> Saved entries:

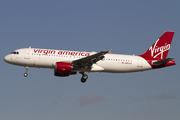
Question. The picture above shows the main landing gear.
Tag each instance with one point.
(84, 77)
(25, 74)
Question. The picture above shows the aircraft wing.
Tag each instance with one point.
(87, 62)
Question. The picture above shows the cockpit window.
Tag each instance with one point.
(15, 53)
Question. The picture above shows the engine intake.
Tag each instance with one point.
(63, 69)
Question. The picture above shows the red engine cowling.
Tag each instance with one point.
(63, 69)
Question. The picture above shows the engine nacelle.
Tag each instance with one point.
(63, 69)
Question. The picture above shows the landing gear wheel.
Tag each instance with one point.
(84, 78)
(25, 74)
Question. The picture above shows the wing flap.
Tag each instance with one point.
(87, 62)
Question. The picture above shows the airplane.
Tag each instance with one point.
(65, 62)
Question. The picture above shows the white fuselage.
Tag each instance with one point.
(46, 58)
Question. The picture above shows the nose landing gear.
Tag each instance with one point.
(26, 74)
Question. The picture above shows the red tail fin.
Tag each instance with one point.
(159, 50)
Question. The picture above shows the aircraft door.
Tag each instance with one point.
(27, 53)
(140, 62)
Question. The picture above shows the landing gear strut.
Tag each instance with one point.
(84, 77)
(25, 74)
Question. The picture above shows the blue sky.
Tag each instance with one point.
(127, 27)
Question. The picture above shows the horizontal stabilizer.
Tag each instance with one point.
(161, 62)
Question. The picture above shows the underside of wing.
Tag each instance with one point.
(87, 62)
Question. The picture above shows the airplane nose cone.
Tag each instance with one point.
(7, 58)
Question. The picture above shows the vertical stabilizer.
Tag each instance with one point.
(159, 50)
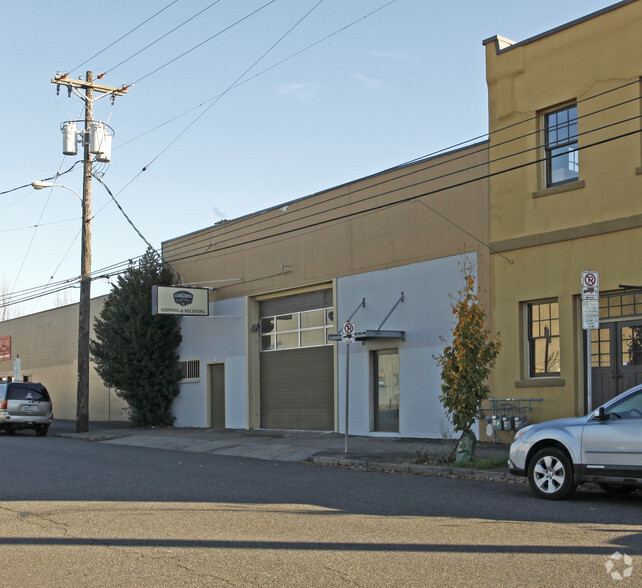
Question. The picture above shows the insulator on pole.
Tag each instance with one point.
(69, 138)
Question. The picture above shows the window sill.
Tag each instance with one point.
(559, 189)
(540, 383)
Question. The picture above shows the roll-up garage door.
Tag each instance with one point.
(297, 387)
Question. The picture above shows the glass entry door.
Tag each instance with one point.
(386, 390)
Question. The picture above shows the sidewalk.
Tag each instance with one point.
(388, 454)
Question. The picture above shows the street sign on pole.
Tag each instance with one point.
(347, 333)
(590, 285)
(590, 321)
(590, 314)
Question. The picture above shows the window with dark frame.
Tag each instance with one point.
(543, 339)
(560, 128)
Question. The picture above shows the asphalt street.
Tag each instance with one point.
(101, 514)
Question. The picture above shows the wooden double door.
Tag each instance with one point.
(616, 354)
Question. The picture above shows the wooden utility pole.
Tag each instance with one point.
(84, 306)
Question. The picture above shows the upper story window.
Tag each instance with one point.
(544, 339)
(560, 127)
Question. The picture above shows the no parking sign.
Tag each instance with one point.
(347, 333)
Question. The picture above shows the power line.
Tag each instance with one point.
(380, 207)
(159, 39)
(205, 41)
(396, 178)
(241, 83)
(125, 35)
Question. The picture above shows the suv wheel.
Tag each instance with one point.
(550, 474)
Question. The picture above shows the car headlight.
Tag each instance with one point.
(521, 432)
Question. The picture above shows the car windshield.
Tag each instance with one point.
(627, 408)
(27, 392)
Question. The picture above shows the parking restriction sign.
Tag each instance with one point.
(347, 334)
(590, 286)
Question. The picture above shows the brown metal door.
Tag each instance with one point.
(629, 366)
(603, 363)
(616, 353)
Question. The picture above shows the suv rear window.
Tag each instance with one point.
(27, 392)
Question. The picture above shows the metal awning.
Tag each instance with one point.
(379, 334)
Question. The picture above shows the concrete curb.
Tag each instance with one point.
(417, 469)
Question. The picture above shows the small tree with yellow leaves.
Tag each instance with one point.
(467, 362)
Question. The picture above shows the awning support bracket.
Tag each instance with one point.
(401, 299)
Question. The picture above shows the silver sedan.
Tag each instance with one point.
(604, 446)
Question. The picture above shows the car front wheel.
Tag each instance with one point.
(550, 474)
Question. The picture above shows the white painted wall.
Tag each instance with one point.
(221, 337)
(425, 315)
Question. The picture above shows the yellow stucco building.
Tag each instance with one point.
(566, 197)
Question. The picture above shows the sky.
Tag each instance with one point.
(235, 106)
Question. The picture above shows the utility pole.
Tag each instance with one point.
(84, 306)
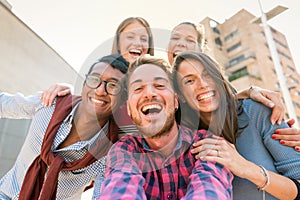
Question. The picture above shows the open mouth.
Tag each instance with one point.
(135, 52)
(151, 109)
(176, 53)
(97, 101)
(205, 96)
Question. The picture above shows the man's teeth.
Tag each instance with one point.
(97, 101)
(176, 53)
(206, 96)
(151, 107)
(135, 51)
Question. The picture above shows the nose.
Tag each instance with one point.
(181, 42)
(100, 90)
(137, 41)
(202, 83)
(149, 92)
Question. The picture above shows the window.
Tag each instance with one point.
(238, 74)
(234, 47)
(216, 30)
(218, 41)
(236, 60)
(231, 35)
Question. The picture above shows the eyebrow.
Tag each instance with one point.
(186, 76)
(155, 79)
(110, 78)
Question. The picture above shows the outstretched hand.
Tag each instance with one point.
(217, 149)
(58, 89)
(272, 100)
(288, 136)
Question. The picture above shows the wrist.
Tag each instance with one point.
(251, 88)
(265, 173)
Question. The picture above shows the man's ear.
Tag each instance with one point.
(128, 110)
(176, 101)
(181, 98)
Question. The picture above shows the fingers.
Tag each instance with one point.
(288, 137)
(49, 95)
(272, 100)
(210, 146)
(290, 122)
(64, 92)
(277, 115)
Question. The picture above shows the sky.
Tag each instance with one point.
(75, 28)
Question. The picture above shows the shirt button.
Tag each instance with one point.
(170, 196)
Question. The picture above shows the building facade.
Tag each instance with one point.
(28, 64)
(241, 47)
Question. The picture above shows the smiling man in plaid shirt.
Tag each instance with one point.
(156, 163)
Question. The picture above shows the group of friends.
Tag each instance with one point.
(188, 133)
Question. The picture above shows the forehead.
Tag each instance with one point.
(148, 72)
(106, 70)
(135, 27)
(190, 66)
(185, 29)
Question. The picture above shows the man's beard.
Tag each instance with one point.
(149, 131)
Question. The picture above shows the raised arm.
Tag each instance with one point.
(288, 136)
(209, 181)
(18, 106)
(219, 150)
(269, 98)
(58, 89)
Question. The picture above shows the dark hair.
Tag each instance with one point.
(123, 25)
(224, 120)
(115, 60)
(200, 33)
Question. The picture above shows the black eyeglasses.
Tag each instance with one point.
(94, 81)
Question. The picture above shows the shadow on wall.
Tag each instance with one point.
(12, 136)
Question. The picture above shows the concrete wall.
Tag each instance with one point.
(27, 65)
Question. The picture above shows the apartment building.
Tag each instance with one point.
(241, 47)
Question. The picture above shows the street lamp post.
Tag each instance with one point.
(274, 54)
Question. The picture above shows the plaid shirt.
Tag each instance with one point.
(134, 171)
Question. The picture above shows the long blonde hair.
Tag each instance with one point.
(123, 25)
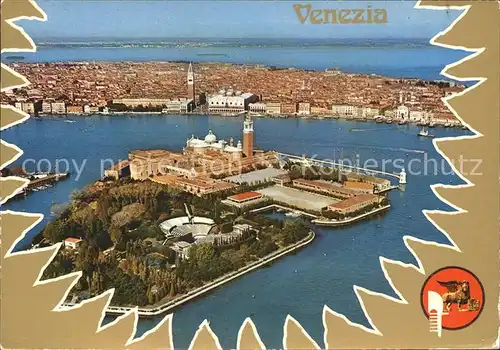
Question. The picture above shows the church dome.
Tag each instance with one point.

> Brief:
Please repeat the records above exactly, omitting any pictures they contain.

> Problem solution:
Question. The picture above shows the main landing gear.
Tag each instance with one point.
(84, 77)
(25, 74)
Question. The picture above shows the aircraft wing.
Tag each instance with one point.
(87, 62)
Question. The picture above shows the cockpit window.
Tag each instance with one point.
(15, 53)
Question. The picture above shows the engine intake.
Tag each instance with one point.
(63, 69)
Question. The picture above shows the red engine cowling.
Tag each instance with one point.
(63, 69)
Question. The picture above shows the engine nacelle.
Tag each instance with one point.
(63, 69)
Question. The picture above shows the landing gear wheel.
Tag each instance with one point.
(84, 78)
(25, 74)
Question. The picture above shows the wing flap.
Tag each instance with one point.
(87, 62)
Question. The picture above shows the airplane.
Tag each instance with one point.
(65, 62)
Question. The picture above shows the white fuselage.
Tag each instance with one point.
(46, 58)
Question. The picture above shows the nose landing gear.
Tag each instance with one point.
(26, 74)
Question. The picture above shows the red tail fin.
Tag each instance with one point.
(159, 50)
Question. The picture above shows the aircraft door.
Tag each instance with one point.
(27, 53)
(140, 62)
Question. The picture above shows the landing gear strut.
Tag each instance with one point.
(84, 77)
(25, 74)
Question. The picture above shows the blue sky.
Tag each instance with one point.
(127, 27)
Question. The picture above shows the horizontal stabilizer.
Tag each instance with one point.
(161, 62)
Question. The picture above shows the underside of wing.
Tag each instance with one point.
(87, 62)
Question. The picture above shows the airplane nose cone.
Tag each instance with one point.
(7, 58)
Question. The picture above shows the vertical stabilizer.
Tag each instance with one point.
(159, 50)
Question. The picture above shows the insulator on pole.
Tag each instance with one point.
(69, 138)
Question. The picture above shows the window sill.
Tag each instance with one point.
(559, 189)
(540, 383)
Question. The picture above shows the roll-up garage door.
Tag each instance with one point.
(297, 387)
Question. The picture above shows the glass entry door.
Tag each instance with one point.
(386, 390)
Question. The picture above shows the sidewalk.
Tag each instance with one point.
(388, 454)
Question. The picture above shows the street sign on pole.
Tag each instance with one point.
(347, 333)
(590, 285)
(590, 321)
(590, 314)
Question. The picture above shows the window with dark frame.
Tag each instance with one point.
(543, 339)
(560, 128)
Question. The picture above shows the asphalt street.
Tag each instance with one point.
(101, 514)
Question. The picture above shows the wooden double door.
Tag each instance with one point.
(616, 354)
Question. The picture above shows the wooden utility pole.
Tag each instance with one point.
(84, 306)
Question. The picture above shows the upper story window.
Tag each instance with one point.
(544, 339)
(560, 127)
Question. The picture above shows the no parking sign.
Tag each instance with one point.
(347, 333)
Question. The picture above shows the power line.
Tag each instance with one point.
(380, 207)
(159, 39)
(205, 41)
(396, 178)
(241, 83)
(125, 35)
Question. The picture above shows the suv wheel.
Tag each instance with one point.
(550, 474)
Question. The picture above shows the car headlight.
Tag each instance with one point.
(521, 432)
Question. The picture above shows the car windshield.
Tag each instance with one point.
(627, 408)
(27, 392)
Question. The picture above shows the parking restriction sign.
Tag each instance with one point.
(347, 334)
(590, 286)
Question. The picture above shows the brown metal door.
Tag each instance with one point.
(629, 366)
(603, 363)
(616, 353)
Question. The picture above shows the suv rear window.
Tag each instance with one point.
(27, 392)
Question. The picture above shows the metal awning.
Tag each instance with one point.
(379, 334)
Question. The picture above shows the concrete curb.
Tag each instance with one point.
(417, 469)
Question. The picture above shows the small tree with yellow leaves.
Tag each instance with one point.
(467, 362)
Question. The picture above shows the awning support bracket.
Tag each instance with one point.
(401, 299)
Question. The picture above shows the silver sedan.
Tag each instance with one point.
(604, 446)
Question. The picture above shows the car front wheel.
Tag each instance with one point.
(550, 474)
Question. The picture above shows the white painted wall.
Tag each instance with one point.
(221, 337)
(425, 315)
Question. The picture above shows the yellow stucco building.
Tag each instance with one point.
(566, 197)
Question. The picture above shows the sky.
Tag each instance with one point.
(235, 106)
Question. The picture above shows the utility pole.
Tag each instance with one point.
(84, 306)
Question. The picture above shows the open mouth.
Tag each instance with one point.
(135, 52)
(151, 109)
(176, 53)
(97, 101)
(205, 96)
Question. The picture above shows the man's teeth.
Tag each instance with one point.
(97, 101)
(176, 53)
(206, 96)
(151, 107)
(135, 51)
Question. The picture above shows the nose.
Tag each instance with one point.
(181, 42)
(100, 90)
(137, 41)
(202, 83)
(149, 92)
Question. The picture above shows the window.
Tag each instance with one point.
(238, 74)
(234, 47)
(216, 30)
(218, 41)
(236, 60)
(231, 35)
Question. The picture above shows the eyebrow.
Tag each instance with one point.
(186, 76)
(155, 79)
(110, 78)
Question. The picture above shows the outstretched hand.
Tag each instance with one point.
(217, 149)
(58, 89)
(272, 100)
(288, 136)
Question. The picture above shows the wrist.
Tag each instance with one point.
(251, 88)
(265, 173)
Question. The picture above shows the man's ear.
Tag each instance with one point.
(128, 110)
(176, 101)
(181, 98)
Question. The picture above shows the fingers.
Tag each instance with one point.
(288, 137)
(49, 95)
(272, 100)
(210, 146)
(290, 122)
(64, 92)
(277, 115)
Question. The picture above shows the sky.
Tag each instance with one point.
(75, 28)
Question. The picture above shows the shirt button.
Tag each instance with one point.
(170, 196)
Question. The picture above shows the building facade.
Tag each instance with one point.
(28, 64)
(241, 47)
Question. The picture above shows the smiling man in plaid shirt.
Tag each instance with one point.
(156, 163)
Question. The picture above shows the group of friends.
Tag each instance with one point.
(188, 133)
Question. The picture above shows the forehead.
Tag each instance with one point.
(148, 72)
(106, 70)
(135, 27)
(190, 66)
(185, 29)
Question. The picture above shows the man's beard.
Tag each instance with one point.
(149, 131)
Question. The picture above shows the raised arm.
Tag each instance with one point.
(288, 136)
(209, 181)
(18, 106)
(219, 150)
(269, 98)
(58, 89)
Question. The picture above shows the dark hair.
Tag each instance with one point.
(123, 25)
(224, 120)
(115, 60)
(200, 33)
Question. The picture above shows the black eyeglasses.
Tag each instance with one point.
(94, 81)
Question. The picture above shows the shadow on wall.
Tag each instance with one point.
(12, 136)
Question. The picture above shows the concrete wall.
Tag each instance with one point.
(27, 65)
Question. The picture above shows the apartment building.
Tag each instance with one point.
(241, 47)
Question. The picture above shows the street lamp post.
Tag each instance with one point.
(274, 54)
Question. The picture above shows the plaid shirt.
Tag each instance with one point.
(134, 171)
Question. The picture above shows the long blonde hair.
Tag each instance with one point.
(123, 25)
Question. The picture above shows the church dome.
Tag each instance with one point.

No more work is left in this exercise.